[Dataset entries]
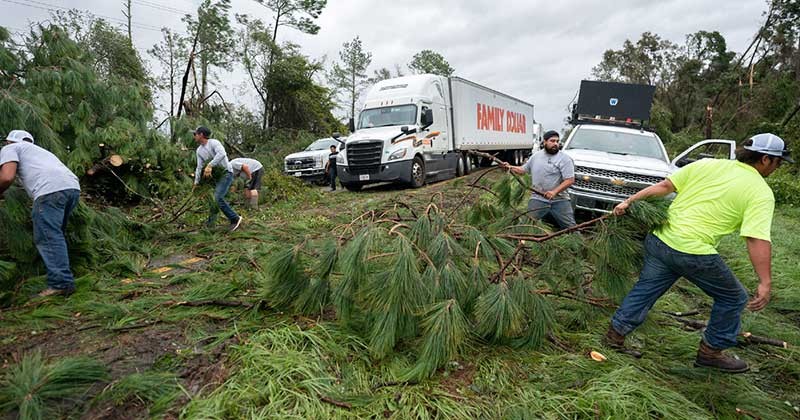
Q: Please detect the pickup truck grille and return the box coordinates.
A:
[286,157,316,171]
[573,179,641,197]
[575,166,664,187]
[346,140,383,169]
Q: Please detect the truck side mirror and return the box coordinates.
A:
[420,109,433,127]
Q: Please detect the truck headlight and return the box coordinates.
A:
[389,149,408,160]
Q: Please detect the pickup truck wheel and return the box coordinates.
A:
[411,156,425,188]
[456,155,465,178]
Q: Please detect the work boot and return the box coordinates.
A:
[228,216,244,232]
[603,325,642,359]
[694,340,750,373]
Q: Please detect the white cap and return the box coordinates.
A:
[744,133,794,163]
[6,130,33,143]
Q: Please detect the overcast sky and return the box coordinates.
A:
[0,0,767,130]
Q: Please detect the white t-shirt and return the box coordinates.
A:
[0,141,81,201]
[194,139,233,184]
[231,158,264,178]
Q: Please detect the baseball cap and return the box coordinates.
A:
[6,130,33,143]
[194,125,211,137]
[743,133,794,163]
[542,130,561,140]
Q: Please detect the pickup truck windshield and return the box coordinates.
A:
[567,129,667,161]
[306,139,339,152]
[358,104,417,129]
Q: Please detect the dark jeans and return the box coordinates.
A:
[328,165,336,190]
[611,234,748,349]
[31,190,81,290]
[207,172,239,226]
[528,198,575,229]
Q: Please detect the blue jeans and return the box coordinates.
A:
[206,172,239,226]
[528,198,575,229]
[31,190,81,290]
[328,165,336,190]
[611,233,748,349]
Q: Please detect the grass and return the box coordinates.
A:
[0,174,800,419]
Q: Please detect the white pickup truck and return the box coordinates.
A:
[563,81,736,212]
[283,137,346,182]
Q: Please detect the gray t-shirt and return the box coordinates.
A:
[194,139,233,184]
[0,141,81,201]
[522,150,575,201]
[231,158,264,178]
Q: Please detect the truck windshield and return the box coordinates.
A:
[358,104,417,128]
[306,139,339,152]
[567,129,666,161]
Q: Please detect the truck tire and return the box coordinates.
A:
[410,156,425,188]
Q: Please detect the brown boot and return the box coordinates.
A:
[603,325,642,359]
[694,340,750,373]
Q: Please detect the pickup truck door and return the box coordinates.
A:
[672,139,736,168]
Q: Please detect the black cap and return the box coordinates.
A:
[194,125,211,138]
[542,130,561,140]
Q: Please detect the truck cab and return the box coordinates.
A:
[337,75,458,190]
[563,81,736,213]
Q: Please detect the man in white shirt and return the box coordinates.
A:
[231,158,264,208]
[0,130,81,297]
[193,126,242,232]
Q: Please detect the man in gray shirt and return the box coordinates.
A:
[0,130,81,296]
[231,158,264,208]
[503,130,575,229]
[192,127,242,232]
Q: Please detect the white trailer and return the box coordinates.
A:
[337,74,538,190]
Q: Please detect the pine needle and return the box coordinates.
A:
[474,282,524,342]
[0,351,108,420]
[406,299,469,380]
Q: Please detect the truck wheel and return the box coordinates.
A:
[456,155,466,178]
[411,156,425,188]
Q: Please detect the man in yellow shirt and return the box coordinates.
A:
[605,134,794,373]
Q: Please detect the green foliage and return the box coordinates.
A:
[408,50,455,76]
[0,352,108,420]
[407,299,469,380]
[328,36,372,119]
[94,372,180,416]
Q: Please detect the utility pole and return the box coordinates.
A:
[122,0,133,46]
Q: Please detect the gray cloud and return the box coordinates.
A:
[0,0,766,128]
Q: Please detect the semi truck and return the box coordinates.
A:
[337,74,541,191]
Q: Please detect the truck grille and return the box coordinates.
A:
[346,140,383,173]
[575,166,664,184]
[286,157,316,171]
[573,179,641,197]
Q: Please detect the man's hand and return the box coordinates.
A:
[747,282,772,311]
[614,200,631,216]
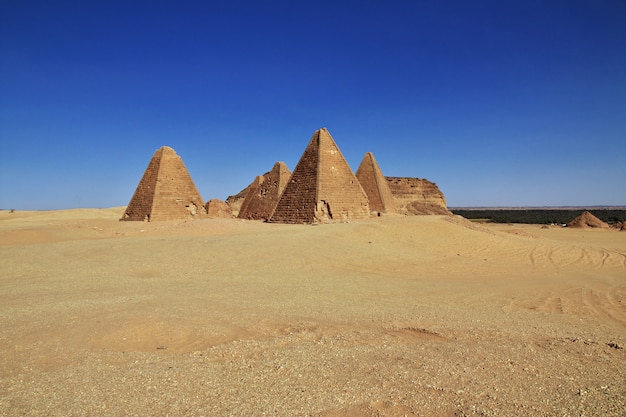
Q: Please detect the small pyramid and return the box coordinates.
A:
[269,128,370,223]
[237,162,291,220]
[120,146,206,221]
[204,198,233,219]
[567,211,609,229]
[356,152,396,213]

Requirements: Copy the records word for word, from the line containing "Q: Please detect the utility" through the end of the records, and leave the pictures out.

Answer for the task:
Q: Please detect the utility pole and return the box coordinates.
A:
[122,0,133,46]
Q: Please detect the gray cloud and return the box coordinates.
A:
[0,0,766,128]
Q: Please detect the semi truck and return the box coordinates.
A:
[337,74,541,191]
Q: Please detect the truck grille and return the box coordinates.
A:
[346,140,383,173]
[575,166,664,184]
[286,157,316,171]
[573,179,641,197]
Q: Please detect the man's hand and return the box coordinates.
A:
[747,282,772,311]
[614,200,631,216]
Q: Please detect the small pyramid and return the box coordinates.
A:
[269,128,370,223]
[237,162,291,220]
[120,146,206,221]
[204,198,233,219]
[567,211,609,229]
[356,152,396,213]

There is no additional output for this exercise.